======== Extract

Regarding the power balancing, the minimal information available suggests that if this affects CUDA at all, it will mostly impact the “Boost Clock” behavior. If the Titan Z can dynamically route more power to one GPU or the other, it is possible that you will see the dynamically adjusted clock rate on one GPU go higher than the other one when the power budget allows. This sounds like a great idea for a dual GPU card, but it doesn’t actually give it any capability over two discrete cards, which have more power available to each GPU directly from the PSU.

They are connected by an SLI bus, but memory access only communicates over PCIE?

Is that true for all SLI connected cards?

txbob, seibert, robosmith, thanks for your replies.

================
======== Supplied entries

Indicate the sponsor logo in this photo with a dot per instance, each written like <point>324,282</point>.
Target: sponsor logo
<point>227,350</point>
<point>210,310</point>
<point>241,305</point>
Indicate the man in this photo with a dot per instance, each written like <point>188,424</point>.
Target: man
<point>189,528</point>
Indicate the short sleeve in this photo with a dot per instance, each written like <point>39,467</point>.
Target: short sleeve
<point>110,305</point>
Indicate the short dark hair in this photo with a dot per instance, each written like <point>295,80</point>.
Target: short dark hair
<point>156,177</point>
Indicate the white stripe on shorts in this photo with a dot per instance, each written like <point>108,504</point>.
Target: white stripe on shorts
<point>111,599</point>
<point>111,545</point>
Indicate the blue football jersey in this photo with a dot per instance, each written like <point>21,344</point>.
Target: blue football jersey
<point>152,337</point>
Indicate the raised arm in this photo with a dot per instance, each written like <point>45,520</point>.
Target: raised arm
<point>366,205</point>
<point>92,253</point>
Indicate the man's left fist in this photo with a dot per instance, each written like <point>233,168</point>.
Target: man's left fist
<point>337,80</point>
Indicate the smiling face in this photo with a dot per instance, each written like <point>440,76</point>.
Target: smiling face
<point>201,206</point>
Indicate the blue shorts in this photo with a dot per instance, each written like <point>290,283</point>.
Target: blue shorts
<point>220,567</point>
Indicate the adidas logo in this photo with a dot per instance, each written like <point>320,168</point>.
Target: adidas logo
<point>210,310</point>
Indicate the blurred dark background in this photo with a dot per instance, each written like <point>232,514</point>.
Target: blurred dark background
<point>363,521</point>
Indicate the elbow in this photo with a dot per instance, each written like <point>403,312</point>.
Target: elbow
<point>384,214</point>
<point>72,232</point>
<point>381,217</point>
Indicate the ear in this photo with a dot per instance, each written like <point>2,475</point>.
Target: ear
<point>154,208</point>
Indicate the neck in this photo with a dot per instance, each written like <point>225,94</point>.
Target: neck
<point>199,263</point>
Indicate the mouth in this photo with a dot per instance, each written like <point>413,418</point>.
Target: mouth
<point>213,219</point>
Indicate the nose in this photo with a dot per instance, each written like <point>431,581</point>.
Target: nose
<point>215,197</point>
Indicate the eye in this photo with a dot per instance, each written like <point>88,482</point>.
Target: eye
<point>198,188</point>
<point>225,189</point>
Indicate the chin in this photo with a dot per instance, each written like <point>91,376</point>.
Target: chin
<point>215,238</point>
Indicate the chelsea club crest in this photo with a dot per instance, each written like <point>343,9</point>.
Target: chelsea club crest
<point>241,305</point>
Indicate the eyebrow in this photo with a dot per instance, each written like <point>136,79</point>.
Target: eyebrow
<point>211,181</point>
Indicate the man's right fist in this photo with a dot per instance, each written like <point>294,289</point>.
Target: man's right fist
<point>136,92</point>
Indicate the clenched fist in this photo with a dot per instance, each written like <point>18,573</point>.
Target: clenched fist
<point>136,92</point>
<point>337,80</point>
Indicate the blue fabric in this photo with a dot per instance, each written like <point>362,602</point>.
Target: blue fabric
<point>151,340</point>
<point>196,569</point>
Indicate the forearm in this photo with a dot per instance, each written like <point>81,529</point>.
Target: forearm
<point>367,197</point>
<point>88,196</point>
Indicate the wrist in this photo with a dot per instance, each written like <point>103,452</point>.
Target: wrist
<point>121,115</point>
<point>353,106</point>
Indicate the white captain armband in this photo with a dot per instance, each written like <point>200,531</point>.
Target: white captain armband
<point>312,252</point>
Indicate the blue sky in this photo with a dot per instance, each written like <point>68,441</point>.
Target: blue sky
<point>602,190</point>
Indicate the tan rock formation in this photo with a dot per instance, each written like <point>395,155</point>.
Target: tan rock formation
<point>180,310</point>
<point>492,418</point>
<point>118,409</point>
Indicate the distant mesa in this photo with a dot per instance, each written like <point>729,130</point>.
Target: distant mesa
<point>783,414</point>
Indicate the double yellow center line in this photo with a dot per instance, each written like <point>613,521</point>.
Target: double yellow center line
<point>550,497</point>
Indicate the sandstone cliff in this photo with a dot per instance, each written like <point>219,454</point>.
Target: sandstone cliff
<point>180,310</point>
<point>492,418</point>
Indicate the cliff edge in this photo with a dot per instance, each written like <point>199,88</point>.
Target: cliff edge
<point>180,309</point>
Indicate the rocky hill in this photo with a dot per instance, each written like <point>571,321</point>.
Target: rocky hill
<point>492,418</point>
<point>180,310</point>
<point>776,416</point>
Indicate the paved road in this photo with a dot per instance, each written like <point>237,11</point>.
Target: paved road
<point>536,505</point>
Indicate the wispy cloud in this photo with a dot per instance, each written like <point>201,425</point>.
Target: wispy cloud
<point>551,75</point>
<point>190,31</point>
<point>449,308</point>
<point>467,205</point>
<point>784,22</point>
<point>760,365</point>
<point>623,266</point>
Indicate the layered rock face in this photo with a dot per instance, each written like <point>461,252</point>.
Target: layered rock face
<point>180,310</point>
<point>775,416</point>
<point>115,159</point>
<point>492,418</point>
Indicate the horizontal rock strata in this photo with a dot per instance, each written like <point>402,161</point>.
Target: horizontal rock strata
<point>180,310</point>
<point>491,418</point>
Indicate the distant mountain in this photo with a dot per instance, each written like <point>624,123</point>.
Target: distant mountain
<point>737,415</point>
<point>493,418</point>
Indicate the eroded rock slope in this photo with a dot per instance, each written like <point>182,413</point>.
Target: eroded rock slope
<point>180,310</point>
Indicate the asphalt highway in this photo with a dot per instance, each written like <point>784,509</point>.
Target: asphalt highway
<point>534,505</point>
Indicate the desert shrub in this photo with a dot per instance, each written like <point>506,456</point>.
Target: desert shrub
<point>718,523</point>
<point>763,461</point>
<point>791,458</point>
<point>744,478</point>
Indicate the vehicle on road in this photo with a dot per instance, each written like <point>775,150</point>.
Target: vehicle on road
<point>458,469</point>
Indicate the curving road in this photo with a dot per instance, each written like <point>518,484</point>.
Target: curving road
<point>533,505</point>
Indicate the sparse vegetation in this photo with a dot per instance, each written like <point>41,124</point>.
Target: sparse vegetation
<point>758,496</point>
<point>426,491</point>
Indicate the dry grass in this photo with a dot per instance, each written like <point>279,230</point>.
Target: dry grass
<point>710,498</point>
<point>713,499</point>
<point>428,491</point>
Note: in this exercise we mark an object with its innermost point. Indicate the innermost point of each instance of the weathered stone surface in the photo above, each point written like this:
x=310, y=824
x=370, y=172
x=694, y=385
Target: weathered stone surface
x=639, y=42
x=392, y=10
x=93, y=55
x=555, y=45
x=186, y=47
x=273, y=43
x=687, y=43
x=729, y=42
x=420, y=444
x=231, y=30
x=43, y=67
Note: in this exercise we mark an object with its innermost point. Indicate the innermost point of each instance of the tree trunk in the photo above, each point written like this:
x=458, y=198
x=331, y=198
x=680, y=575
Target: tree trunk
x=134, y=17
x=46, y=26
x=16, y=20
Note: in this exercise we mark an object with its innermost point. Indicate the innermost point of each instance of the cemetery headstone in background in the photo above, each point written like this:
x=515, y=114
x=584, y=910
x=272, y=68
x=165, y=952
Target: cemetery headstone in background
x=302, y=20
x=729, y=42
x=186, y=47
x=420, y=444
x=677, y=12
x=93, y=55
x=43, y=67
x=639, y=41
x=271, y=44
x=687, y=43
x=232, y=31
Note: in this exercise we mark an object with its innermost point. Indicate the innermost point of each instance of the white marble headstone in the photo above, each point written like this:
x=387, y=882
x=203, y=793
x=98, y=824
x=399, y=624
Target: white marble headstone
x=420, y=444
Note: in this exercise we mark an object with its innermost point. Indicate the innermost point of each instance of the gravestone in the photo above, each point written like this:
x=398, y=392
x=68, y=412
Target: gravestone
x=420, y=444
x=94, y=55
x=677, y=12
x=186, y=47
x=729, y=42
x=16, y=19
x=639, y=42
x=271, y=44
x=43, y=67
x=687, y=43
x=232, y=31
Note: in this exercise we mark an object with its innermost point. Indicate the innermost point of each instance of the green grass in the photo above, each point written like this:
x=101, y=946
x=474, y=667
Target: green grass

================

Answer these questions about the forum excerpt:
(a) If power balancing affects CUDA at all, which behavior would it mostly impact?
(b) Where do two discrete cards get their extra power for each GPU?
(c) Which three users are thanked in the last line?

**Output for this task**.
(a) The "Boost Clock" behavior.
(b) Directly from the PSU.
(c) txbob, seibert, and robosmith.